What the task asks ▸ Count the lines in the records below that contain the string "grain", and give only that number.

Stored data ▸
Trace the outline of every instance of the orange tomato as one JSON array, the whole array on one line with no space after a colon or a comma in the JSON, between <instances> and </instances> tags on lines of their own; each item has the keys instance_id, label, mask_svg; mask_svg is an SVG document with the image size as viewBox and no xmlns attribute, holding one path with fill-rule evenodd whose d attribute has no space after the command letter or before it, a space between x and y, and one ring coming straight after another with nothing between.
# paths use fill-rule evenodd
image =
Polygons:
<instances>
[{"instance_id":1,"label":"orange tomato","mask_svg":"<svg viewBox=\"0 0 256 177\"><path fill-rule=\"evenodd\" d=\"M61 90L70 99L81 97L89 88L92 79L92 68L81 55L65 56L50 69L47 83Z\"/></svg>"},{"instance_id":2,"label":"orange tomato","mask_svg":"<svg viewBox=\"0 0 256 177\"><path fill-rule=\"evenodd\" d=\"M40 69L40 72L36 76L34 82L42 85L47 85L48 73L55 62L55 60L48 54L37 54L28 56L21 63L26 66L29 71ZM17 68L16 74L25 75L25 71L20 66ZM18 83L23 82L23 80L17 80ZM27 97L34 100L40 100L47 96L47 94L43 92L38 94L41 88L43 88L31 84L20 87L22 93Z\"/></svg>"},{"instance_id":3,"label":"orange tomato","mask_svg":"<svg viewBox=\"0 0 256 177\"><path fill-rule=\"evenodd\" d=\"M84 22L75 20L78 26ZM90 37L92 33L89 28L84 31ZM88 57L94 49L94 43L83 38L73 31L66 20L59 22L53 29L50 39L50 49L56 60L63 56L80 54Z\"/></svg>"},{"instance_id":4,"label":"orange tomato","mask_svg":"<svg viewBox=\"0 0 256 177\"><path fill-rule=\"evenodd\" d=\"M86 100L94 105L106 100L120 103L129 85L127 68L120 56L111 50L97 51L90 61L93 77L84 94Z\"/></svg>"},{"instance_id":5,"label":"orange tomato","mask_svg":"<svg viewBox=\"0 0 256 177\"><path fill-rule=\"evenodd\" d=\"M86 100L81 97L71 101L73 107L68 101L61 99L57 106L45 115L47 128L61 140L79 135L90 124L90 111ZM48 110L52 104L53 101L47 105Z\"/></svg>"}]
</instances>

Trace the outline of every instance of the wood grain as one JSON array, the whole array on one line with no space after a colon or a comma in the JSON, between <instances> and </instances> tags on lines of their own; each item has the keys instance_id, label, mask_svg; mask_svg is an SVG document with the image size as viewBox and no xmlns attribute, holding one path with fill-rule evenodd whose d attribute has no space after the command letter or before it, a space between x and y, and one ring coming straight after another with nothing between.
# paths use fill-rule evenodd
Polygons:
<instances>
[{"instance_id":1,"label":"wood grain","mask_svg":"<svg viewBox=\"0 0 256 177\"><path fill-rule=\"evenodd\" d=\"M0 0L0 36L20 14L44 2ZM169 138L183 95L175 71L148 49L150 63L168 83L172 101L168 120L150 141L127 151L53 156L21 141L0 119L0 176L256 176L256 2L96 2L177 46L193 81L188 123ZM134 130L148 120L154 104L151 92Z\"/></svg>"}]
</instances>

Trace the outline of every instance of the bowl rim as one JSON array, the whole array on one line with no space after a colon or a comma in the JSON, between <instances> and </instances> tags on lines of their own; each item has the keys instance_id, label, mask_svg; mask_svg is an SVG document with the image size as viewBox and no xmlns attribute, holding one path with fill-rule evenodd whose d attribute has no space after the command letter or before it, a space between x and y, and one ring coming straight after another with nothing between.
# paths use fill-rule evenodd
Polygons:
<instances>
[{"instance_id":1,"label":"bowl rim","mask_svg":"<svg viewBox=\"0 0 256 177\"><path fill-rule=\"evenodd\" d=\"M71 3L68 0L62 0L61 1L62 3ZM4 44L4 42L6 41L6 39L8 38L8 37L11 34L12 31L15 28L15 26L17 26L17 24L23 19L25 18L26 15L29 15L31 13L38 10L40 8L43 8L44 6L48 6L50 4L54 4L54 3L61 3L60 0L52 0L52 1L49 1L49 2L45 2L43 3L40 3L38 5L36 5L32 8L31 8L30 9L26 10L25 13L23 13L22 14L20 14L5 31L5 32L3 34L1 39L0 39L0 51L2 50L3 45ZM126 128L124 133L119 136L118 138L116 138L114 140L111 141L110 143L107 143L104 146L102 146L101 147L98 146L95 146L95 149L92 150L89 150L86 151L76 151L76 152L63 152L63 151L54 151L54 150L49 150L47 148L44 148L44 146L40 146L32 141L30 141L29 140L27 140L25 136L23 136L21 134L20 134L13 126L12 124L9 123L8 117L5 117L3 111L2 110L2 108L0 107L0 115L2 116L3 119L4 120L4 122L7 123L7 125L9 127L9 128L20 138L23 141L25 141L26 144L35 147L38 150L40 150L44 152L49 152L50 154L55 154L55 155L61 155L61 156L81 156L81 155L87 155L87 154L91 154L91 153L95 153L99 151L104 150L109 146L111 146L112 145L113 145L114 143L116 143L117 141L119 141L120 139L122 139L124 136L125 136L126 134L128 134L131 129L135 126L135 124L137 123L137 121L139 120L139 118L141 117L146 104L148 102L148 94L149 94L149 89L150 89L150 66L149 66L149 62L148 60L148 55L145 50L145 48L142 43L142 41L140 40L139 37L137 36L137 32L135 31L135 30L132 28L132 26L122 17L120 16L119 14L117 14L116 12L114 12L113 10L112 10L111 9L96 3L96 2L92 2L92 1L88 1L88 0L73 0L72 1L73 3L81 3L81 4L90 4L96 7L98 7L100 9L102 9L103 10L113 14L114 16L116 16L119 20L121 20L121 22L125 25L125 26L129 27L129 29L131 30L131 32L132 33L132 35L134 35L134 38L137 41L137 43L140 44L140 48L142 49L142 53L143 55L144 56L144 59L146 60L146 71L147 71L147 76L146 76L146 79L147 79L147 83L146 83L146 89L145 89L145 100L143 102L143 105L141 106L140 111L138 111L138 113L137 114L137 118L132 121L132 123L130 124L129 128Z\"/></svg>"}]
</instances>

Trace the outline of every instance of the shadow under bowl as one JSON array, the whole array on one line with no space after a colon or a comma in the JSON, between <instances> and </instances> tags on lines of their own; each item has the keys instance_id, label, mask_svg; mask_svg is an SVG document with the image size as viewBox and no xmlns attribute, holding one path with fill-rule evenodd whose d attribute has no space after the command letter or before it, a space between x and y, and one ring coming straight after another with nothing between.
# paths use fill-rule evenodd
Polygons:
...
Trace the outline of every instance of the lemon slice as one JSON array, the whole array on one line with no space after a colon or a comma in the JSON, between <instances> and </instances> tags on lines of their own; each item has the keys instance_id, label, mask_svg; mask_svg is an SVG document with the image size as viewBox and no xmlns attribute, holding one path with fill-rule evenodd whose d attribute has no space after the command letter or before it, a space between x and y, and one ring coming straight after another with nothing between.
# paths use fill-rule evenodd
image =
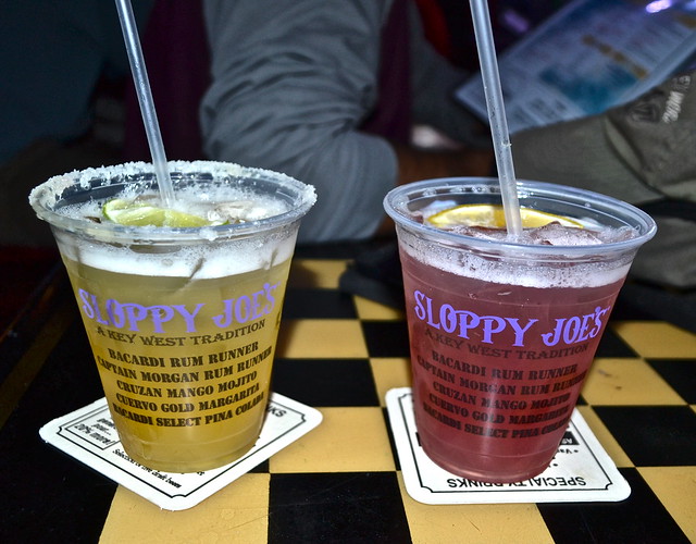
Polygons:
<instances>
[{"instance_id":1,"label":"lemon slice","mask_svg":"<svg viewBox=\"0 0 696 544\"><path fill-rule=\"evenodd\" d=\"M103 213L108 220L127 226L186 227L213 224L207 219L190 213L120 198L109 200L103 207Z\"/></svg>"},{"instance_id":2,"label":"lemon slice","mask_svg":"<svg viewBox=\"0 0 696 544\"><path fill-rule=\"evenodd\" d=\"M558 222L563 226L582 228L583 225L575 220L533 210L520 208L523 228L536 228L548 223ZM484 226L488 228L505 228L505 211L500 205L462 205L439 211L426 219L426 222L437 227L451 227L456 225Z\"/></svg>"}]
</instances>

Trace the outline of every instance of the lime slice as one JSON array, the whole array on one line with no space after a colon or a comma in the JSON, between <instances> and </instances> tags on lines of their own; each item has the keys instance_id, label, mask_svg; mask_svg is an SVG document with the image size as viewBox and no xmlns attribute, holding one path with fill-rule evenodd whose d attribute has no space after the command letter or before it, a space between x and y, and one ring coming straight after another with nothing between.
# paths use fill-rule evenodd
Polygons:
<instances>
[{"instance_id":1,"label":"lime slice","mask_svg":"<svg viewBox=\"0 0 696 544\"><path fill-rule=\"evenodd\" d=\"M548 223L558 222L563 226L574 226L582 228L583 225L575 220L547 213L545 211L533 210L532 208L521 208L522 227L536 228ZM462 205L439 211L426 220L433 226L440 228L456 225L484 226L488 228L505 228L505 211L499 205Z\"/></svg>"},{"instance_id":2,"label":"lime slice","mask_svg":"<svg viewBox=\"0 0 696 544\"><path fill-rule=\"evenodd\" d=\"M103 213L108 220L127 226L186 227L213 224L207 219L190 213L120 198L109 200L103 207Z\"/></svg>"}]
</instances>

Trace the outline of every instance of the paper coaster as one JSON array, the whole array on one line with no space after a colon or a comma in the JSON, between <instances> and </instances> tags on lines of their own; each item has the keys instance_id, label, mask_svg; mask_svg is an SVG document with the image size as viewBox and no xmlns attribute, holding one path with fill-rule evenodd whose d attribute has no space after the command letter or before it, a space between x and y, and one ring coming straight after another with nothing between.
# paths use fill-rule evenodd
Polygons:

Correct answer ▸ 2